=== CHALLENGE ===
How many lines in the rows below contain the string "bark"? Case counts. Reply with the number alone.

─── SUPPLIED ENTRIES

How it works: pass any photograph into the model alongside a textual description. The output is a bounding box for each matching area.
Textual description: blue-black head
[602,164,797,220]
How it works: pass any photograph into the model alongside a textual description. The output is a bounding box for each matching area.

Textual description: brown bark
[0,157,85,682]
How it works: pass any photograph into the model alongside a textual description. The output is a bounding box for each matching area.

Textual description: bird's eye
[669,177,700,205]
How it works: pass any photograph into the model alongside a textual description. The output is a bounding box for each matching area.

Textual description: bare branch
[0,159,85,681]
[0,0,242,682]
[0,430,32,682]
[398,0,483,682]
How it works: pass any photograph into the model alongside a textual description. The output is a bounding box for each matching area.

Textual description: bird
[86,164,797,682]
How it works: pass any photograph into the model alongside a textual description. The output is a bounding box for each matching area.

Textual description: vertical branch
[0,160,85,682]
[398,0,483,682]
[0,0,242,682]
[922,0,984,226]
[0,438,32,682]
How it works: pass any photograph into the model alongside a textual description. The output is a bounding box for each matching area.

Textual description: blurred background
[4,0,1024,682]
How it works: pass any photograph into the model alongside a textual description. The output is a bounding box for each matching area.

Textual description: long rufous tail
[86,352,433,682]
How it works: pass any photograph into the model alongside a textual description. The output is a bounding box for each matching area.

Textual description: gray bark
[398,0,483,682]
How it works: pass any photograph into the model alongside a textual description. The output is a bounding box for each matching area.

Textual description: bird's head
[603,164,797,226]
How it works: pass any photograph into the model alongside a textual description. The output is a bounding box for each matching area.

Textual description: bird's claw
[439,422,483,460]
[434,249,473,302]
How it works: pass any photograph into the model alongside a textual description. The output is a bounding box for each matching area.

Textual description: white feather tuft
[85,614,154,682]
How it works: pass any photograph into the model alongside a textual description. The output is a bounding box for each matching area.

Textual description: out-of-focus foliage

──────

=== ANSWER TO THIS PROBLEM ===
2